- [CONSIGNE DONNÉE] Recopiez intégralement, sans rien modifier, le texte sur Ernest Mandel et l’écosocialisme.

- [EXTRAIT DE PAGE]
+--
Ernest Mandel et l’écosocialisme

La préoccupation de l’environnement apparaît avec force dans les écrits de Mandel seulement à partir des années 1970. Elle ne figure pratiquement pas, par exemple, dans le Traité d’économie marxiste (1962). Il est vrai qu’on trouve déjà, dans cet ouvrage « inaugural », l’idée d’un « arrêt de la croissance » dans le socialisme : « Lorsque la société disposera d’un parc de machines automatiques suffisamment ample pour couvrir tous ses besoins courants (…) il est probable que la “croissance économique” sera ralentie ou même momentanément arrêtée. L’homme complètement libre de tout souci matériel, économique, sera né. » (1)
+--
- [LIGNES ENREGISTRÉES]
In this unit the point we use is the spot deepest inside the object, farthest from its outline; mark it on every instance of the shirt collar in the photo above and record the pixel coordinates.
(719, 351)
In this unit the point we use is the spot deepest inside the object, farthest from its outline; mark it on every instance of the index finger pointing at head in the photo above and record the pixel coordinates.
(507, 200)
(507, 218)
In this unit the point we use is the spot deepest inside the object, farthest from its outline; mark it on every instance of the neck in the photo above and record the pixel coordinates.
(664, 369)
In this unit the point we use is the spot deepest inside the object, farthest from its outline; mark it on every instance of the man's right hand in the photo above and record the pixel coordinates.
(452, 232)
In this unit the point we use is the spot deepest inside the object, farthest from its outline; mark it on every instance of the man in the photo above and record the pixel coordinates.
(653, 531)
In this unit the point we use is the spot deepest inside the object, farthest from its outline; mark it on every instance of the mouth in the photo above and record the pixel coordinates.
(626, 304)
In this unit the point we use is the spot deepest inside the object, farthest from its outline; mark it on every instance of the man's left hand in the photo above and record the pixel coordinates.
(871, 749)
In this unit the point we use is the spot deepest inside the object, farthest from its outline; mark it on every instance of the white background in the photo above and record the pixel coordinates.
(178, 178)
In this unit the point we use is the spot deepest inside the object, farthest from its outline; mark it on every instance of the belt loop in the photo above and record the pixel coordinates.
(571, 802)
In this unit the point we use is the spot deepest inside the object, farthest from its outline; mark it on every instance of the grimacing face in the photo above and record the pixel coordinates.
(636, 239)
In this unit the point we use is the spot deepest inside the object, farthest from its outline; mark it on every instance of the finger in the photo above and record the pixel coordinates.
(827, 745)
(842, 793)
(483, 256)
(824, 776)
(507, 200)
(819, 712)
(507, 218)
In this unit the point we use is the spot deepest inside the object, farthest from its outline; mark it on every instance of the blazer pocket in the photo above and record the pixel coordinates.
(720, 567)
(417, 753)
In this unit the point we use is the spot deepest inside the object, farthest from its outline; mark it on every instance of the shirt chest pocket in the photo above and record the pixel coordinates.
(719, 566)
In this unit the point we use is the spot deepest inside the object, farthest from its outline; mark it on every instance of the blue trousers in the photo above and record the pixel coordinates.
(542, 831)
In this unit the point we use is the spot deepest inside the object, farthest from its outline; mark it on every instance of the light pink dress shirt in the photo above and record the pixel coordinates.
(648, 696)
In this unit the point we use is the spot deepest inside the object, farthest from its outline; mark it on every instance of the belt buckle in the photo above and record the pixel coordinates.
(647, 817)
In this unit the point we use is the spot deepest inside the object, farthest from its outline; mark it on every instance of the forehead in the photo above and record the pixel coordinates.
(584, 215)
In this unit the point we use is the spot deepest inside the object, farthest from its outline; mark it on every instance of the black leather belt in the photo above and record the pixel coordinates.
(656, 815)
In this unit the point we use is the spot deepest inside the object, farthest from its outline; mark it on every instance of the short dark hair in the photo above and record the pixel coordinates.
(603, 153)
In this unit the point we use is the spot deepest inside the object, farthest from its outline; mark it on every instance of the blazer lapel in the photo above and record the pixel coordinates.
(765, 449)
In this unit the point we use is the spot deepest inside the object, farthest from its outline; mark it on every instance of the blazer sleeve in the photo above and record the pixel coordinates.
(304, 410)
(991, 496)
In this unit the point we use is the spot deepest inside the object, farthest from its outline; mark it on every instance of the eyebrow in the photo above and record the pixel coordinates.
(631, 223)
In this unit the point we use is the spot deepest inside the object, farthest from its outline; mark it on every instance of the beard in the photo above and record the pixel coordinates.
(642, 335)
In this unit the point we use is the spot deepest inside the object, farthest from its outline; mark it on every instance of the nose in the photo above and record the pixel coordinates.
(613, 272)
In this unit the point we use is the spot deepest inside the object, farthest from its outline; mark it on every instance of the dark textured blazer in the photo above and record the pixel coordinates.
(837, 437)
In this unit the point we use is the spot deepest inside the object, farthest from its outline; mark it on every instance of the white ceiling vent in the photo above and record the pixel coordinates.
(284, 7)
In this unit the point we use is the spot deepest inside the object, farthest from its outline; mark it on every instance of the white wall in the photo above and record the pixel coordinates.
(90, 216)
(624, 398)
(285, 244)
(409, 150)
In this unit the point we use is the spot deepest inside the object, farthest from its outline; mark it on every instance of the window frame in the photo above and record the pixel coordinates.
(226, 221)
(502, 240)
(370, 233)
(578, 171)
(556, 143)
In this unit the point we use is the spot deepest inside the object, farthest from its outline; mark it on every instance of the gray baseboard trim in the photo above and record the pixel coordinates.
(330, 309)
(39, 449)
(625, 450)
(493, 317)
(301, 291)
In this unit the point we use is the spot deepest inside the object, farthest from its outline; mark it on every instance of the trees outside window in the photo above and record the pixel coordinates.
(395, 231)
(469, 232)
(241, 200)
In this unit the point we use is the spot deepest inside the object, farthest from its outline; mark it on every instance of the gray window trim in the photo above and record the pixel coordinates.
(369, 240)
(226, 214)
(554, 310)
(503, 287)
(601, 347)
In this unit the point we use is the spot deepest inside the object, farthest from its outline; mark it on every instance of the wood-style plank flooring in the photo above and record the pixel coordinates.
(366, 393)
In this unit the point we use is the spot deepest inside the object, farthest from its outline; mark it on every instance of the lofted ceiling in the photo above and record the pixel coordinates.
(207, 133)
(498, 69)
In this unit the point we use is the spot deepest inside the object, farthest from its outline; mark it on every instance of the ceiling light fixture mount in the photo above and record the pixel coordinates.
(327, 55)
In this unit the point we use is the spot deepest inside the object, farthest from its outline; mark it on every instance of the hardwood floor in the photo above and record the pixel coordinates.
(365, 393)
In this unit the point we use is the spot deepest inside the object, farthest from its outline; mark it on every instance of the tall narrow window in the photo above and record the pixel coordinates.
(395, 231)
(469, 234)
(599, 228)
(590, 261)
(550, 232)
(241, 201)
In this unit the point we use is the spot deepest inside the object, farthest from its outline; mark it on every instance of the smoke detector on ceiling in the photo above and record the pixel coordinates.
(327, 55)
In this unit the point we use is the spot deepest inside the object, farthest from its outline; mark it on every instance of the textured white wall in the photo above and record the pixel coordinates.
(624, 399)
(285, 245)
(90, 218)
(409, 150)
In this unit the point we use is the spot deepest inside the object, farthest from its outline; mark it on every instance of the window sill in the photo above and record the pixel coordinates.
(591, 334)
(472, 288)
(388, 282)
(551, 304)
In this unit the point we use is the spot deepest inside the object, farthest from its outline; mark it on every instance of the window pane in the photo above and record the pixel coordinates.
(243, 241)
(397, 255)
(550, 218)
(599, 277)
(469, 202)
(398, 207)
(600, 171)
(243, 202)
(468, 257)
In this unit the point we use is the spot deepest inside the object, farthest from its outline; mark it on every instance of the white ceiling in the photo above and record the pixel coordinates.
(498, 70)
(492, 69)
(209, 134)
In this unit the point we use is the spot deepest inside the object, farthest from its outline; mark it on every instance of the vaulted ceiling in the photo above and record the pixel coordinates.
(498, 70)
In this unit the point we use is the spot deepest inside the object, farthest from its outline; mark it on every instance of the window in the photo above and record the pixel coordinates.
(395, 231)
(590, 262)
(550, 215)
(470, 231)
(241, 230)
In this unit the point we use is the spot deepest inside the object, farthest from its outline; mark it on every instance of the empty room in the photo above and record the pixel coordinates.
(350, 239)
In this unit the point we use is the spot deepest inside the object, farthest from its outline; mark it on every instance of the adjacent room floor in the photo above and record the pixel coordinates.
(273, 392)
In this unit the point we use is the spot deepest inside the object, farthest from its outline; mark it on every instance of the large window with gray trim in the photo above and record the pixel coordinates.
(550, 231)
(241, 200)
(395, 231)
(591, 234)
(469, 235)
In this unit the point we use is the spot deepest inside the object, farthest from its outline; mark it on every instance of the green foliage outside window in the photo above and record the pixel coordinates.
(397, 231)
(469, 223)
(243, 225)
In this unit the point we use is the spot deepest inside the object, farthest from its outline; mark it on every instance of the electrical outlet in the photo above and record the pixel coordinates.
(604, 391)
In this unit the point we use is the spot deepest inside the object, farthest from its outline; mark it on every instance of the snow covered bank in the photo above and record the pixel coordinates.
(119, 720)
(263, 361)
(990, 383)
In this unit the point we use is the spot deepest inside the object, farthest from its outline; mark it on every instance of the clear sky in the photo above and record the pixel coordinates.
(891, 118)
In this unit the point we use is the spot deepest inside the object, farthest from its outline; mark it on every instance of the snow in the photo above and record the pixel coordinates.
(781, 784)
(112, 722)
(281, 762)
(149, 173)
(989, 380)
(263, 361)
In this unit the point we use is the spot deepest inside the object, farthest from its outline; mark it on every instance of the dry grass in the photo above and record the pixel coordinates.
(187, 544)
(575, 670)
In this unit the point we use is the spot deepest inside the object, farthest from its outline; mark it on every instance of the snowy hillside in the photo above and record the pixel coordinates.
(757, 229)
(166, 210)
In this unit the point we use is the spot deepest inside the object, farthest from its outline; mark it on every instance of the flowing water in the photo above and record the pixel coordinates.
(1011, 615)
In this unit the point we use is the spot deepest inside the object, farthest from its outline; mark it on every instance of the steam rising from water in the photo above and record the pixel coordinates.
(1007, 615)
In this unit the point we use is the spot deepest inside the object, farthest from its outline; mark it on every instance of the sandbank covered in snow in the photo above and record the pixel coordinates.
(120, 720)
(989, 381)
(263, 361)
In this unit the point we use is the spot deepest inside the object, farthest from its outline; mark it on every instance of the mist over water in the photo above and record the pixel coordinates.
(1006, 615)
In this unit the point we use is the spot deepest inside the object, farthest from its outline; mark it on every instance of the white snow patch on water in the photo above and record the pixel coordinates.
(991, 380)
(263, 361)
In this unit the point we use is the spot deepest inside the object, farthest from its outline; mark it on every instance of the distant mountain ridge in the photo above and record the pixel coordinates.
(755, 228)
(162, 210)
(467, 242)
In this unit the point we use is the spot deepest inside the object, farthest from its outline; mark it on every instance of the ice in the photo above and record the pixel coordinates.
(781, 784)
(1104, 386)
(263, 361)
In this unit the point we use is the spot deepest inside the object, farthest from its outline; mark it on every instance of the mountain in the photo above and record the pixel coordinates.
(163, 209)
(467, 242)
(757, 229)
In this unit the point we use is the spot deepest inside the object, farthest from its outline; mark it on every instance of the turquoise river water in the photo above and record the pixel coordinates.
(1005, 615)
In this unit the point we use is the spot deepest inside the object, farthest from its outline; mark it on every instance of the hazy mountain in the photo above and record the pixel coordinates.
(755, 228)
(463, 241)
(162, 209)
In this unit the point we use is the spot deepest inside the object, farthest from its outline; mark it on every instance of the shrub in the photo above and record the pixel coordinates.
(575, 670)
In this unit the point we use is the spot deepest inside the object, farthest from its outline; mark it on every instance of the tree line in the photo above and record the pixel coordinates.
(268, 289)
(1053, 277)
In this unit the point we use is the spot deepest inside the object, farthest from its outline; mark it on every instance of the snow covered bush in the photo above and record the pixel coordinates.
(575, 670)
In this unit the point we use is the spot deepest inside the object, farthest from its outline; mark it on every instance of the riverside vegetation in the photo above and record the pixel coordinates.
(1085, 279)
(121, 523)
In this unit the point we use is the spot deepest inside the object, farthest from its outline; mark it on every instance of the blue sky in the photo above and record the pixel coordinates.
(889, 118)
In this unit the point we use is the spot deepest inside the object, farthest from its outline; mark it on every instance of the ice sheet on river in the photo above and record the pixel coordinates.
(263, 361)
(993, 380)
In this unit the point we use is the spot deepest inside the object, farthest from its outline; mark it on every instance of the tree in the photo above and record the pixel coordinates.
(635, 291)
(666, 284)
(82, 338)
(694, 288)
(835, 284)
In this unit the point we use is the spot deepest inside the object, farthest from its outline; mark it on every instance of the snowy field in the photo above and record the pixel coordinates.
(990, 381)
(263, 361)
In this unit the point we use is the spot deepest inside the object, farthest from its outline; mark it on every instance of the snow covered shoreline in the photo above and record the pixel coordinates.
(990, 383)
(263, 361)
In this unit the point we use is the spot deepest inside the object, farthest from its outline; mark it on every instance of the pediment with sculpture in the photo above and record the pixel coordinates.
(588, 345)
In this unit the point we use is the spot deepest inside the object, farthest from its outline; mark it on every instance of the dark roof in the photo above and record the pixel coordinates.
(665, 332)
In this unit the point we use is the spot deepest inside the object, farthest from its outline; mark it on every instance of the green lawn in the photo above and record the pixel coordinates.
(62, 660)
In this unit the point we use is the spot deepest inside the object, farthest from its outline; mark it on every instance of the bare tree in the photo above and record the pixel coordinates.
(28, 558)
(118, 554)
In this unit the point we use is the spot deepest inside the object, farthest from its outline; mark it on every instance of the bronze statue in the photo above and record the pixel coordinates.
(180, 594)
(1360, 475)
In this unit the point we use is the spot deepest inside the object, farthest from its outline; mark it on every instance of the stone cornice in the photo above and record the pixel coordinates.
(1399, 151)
+--
- [RÉPONSE À LA CONSIGNE]
Ernest Mandel et l’écosocialisme

La préoccupation de l’environnement apparaît avec force dans les écrits de Mandel seulement à partir des années 1970. Elle ne figure pratiquement pas, par exemple, dans le Traité d’économie marxiste (1962). Il est vrai qu’on trouve déjà, dans cet ouvrage « inaugural », l’idée d’un « arrêt de la croissance » dans le socialisme : « Lorsque la société disposera d’un parc de machines automatiques suffisamment ample pour couvrir tous ses besoins courants (…) il est probable que la “croissance économique” sera ralentie ou même momentanément arrêtée. L’homme complètement libre de tout souci matériel, économique, sera né. » (1)